-- begin --
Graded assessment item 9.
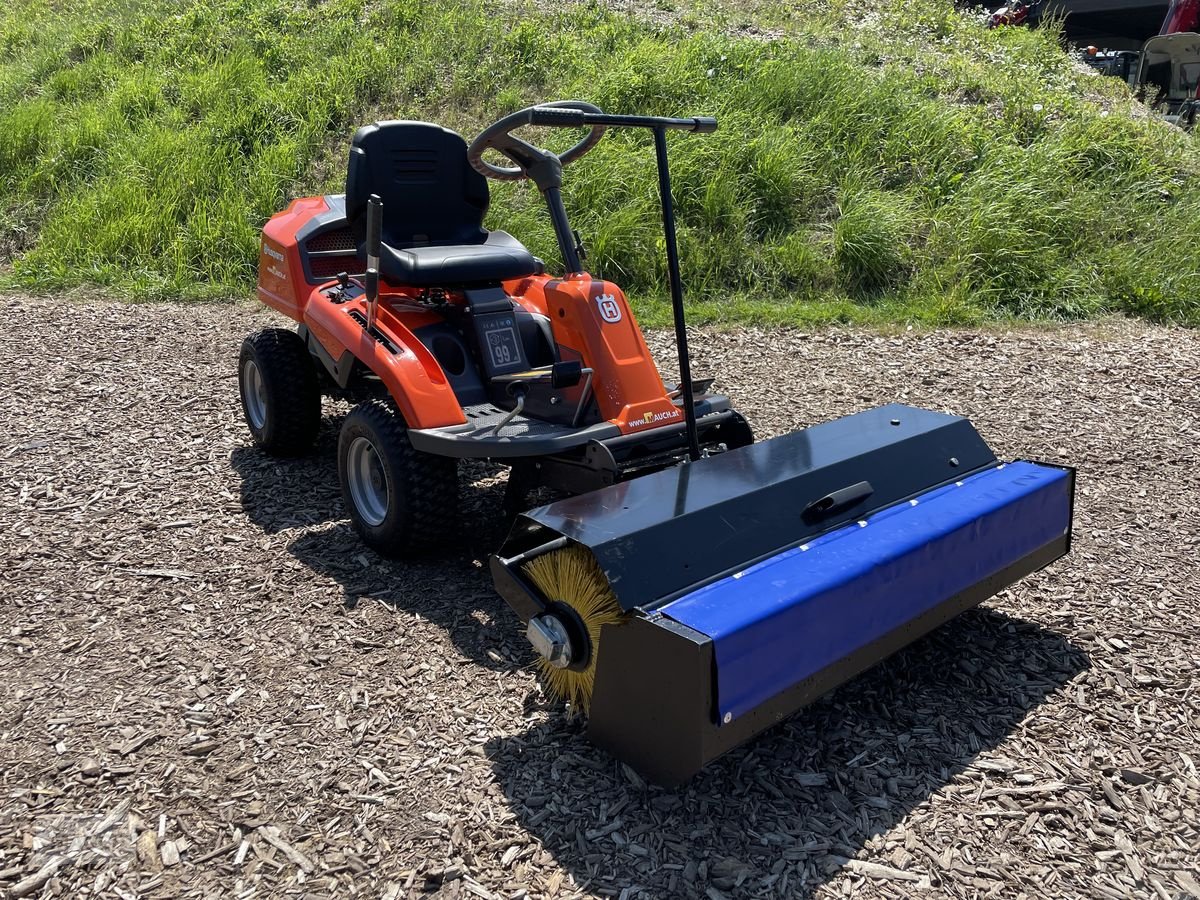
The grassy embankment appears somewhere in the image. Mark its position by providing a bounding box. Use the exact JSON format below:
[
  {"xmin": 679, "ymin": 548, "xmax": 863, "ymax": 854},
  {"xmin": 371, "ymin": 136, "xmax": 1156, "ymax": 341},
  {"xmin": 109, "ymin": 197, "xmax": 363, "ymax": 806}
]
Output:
[{"xmin": 0, "ymin": 0, "xmax": 1200, "ymax": 324}]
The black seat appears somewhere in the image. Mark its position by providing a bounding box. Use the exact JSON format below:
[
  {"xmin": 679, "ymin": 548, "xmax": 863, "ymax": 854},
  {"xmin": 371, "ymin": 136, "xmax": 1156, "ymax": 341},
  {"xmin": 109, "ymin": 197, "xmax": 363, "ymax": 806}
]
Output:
[{"xmin": 346, "ymin": 121, "xmax": 539, "ymax": 287}]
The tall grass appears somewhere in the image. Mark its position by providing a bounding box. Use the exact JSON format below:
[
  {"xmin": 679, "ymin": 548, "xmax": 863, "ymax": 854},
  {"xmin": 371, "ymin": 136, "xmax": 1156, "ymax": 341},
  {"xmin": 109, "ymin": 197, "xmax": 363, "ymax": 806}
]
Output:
[{"xmin": 0, "ymin": 0, "xmax": 1200, "ymax": 324}]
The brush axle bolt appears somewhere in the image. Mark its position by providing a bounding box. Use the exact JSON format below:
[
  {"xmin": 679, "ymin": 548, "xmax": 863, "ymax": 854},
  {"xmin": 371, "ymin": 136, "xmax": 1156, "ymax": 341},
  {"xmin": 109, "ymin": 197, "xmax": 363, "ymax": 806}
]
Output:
[{"xmin": 526, "ymin": 613, "xmax": 572, "ymax": 668}]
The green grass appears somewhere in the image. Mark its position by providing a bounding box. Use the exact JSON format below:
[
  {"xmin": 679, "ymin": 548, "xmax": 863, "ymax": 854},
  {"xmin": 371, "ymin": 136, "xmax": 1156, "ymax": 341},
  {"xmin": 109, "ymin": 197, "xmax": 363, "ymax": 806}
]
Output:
[{"xmin": 0, "ymin": 0, "xmax": 1200, "ymax": 325}]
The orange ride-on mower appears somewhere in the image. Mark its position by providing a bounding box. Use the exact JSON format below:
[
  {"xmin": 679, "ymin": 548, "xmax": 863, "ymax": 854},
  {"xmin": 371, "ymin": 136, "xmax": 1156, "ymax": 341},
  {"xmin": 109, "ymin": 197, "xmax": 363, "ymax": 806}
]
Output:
[{"xmin": 240, "ymin": 101, "xmax": 1074, "ymax": 784}]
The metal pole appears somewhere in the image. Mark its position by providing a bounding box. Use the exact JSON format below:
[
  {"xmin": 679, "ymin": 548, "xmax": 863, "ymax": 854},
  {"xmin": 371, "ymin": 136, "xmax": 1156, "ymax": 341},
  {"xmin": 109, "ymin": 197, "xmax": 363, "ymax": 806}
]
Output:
[
  {"xmin": 364, "ymin": 193, "xmax": 383, "ymax": 334},
  {"xmin": 654, "ymin": 127, "xmax": 700, "ymax": 462}
]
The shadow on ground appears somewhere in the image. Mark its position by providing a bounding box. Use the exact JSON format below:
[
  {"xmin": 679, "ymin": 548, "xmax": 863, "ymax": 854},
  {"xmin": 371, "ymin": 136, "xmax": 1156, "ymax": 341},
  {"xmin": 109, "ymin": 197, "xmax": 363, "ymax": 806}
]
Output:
[
  {"xmin": 229, "ymin": 427, "xmax": 524, "ymax": 668},
  {"xmin": 487, "ymin": 610, "xmax": 1088, "ymax": 898}
]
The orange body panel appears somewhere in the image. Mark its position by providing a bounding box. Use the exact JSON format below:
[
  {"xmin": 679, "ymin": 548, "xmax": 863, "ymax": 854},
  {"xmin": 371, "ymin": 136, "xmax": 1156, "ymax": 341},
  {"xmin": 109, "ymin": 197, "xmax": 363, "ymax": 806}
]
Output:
[
  {"xmin": 505, "ymin": 274, "xmax": 683, "ymax": 434},
  {"xmin": 258, "ymin": 197, "xmax": 683, "ymax": 434},
  {"xmin": 304, "ymin": 288, "xmax": 467, "ymax": 428},
  {"xmin": 258, "ymin": 197, "xmax": 329, "ymax": 322}
]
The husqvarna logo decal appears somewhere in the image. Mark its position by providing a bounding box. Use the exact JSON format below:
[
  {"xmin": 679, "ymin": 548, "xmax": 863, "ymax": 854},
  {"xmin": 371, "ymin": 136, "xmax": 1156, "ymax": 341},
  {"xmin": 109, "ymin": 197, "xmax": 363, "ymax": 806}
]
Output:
[
  {"xmin": 596, "ymin": 294, "xmax": 620, "ymax": 323},
  {"xmin": 629, "ymin": 409, "xmax": 683, "ymax": 428}
]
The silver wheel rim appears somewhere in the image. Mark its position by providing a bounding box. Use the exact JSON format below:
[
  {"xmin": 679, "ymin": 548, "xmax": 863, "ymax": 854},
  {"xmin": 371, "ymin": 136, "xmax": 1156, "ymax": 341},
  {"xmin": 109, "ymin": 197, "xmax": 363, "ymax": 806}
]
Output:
[
  {"xmin": 346, "ymin": 437, "xmax": 390, "ymax": 526},
  {"xmin": 241, "ymin": 359, "xmax": 266, "ymax": 431}
]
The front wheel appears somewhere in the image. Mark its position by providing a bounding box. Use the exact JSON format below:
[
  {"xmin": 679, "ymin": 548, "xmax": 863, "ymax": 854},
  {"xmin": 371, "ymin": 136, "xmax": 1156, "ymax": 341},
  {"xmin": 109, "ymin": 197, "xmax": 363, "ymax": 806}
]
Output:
[{"xmin": 337, "ymin": 400, "xmax": 458, "ymax": 557}]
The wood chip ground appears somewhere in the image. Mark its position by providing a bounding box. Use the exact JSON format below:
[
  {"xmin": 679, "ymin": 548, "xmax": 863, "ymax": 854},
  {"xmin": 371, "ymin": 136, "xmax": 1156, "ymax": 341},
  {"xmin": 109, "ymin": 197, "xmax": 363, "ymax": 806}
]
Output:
[{"xmin": 0, "ymin": 298, "xmax": 1200, "ymax": 900}]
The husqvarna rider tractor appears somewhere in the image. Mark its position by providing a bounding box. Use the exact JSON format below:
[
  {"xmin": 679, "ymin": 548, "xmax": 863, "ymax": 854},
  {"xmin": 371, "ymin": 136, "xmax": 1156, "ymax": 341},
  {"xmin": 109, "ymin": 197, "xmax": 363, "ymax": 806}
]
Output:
[{"xmin": 240, "ymin": 101, "xmax": 1074, "ymax": 784}]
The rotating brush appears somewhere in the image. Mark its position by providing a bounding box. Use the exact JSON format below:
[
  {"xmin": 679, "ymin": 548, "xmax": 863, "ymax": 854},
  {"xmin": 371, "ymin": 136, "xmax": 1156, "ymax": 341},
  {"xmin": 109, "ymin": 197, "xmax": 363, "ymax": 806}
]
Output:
[{"xmin": 524, "ymin": 545, "xmax": 625, "ymax": 713}]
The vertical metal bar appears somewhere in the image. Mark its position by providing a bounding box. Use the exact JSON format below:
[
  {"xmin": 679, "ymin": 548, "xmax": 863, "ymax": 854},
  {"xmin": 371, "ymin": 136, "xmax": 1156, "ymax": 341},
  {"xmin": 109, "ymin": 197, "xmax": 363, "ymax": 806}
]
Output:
[
  {"xmin": 542, "ymin": 187, "xmax": 583, "ymax": 275},
  {"xmin": 364, "ymin": 193, "xmax": 383, "ymax": 332},
  {"xmin": 654, "ymin": 128, "xmax": 700, "ymax": 461}
]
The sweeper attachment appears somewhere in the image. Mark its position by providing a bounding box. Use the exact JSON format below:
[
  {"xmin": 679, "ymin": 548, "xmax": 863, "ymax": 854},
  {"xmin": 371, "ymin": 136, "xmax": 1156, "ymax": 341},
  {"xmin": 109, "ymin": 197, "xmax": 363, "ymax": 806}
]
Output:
[
  {"xmin": 239, "ymin": 101, "xmax": 1074, "ymax": 782},
  {"xmin": 491, "ymin": 109, "xmax": 1075, "ymax": 785}
]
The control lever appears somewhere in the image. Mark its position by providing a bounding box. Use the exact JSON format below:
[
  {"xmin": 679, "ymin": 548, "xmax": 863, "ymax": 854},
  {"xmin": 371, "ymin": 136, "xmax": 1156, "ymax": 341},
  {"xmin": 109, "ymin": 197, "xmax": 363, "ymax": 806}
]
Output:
[{"xmin": 364, "ymin": 193, "xmax": 383, "ymax": 334}]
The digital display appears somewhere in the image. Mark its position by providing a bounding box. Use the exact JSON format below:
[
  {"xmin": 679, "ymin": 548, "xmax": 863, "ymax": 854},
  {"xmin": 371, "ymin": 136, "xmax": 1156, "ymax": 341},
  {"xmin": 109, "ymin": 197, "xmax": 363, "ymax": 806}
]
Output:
[{"xmin": 487, "ymin": 326, "xmax": 522, "ymax": 368}]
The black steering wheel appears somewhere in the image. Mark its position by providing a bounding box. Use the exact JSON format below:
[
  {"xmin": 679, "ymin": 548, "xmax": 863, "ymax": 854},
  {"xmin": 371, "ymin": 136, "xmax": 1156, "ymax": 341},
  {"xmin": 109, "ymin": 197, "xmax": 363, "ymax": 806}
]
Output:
[{"xmin": 467, "ymin": 100, "xmax": 605, "ymax": 181}]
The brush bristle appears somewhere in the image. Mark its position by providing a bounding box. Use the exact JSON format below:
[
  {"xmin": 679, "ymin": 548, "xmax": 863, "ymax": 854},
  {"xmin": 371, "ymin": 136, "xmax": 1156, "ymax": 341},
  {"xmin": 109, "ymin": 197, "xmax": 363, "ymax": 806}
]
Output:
[{"xmin": 524, "ymin": 545, "xmax": 625, "ymax": 713}]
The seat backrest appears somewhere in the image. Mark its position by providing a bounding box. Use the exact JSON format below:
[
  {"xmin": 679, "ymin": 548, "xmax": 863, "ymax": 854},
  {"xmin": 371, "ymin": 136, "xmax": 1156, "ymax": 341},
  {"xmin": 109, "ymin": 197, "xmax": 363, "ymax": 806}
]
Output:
[{"xmin": 346, "ymin": 121, "xmax": 490, "ymax": 250}]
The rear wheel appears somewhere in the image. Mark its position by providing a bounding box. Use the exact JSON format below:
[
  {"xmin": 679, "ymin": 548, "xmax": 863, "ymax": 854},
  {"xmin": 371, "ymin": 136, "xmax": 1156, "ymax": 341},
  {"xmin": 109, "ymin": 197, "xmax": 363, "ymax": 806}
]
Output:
[
  {"xmin": 238, "ymin": 328, "xmax": 320, "ymax": 456},
  {"xmin": 337, "ymin": 400, "xmax": 458, "ymax": 557}
]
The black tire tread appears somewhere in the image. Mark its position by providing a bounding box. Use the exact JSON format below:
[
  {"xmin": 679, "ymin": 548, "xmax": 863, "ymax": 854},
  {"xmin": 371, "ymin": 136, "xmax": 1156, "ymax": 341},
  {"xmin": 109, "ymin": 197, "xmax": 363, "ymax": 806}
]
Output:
[
  {"xmin": 337, "ymin": 400, "xmax": 458, "ymax": 558},
  {"xmin": 238, "ymin": 328, "xmax": 320, "ymax": 457}
]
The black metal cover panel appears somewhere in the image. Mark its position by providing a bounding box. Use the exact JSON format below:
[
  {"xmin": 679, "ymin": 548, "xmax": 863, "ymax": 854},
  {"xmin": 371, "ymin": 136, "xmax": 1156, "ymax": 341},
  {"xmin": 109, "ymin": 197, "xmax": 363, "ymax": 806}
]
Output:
[{"xmin": 501, "ymin": 404, "xmax": 996, "ymax": 610}]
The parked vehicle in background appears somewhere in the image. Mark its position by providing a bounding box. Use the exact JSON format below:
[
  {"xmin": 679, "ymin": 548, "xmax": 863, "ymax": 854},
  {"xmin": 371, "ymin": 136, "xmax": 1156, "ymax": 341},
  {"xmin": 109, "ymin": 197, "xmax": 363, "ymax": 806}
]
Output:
[
  {"xmin": 1136, "ymin": 31, "xmax": 1200, "ymax": 131},
  {"xmin": 988, "ymin": 0, "xmax": 1044, "ymax": 28},
  {"xmin": 1084, "ymin": 47, "xmax": 1141, "ymax": 88},
  {"xmin": 1158, "ymin": 0, "xmax": 1200, "ymax": 35}
]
-- end --
PROMPT: Give back, unchanged, every line from the one with "The parked vehicle" to the end of the entries above.

EXERCISE OUTPUT:
The parked vehicle in background appears somewhere in the image. Mark its position by providing a bounding box. Use the exact JSON format below:
[
  {"xmin": 679, "ymin": 548, "xmax": 863, "ymax": 854},
  {"xmin": 371, "ymin": 136, "xmax": 1156, "ymax": 341},
  {"xmin": 109, "ymin": 197, "xmax": 363, "ymax": 806}
]
Output:
[
  {"xmin": 1136, "ymin": 31, "xmax": 1200, "ymax": 131},
  {"xmin": 988, "ymin": 0, "xmax": 1044, "ymax": 28},
  {"xmin": 1084, "ymin": 47, "xmax": 1141, "ymax": 88},
  {"xmin": 1158, "ymin": 0, "xmax": 1200, "ymax": 35}
]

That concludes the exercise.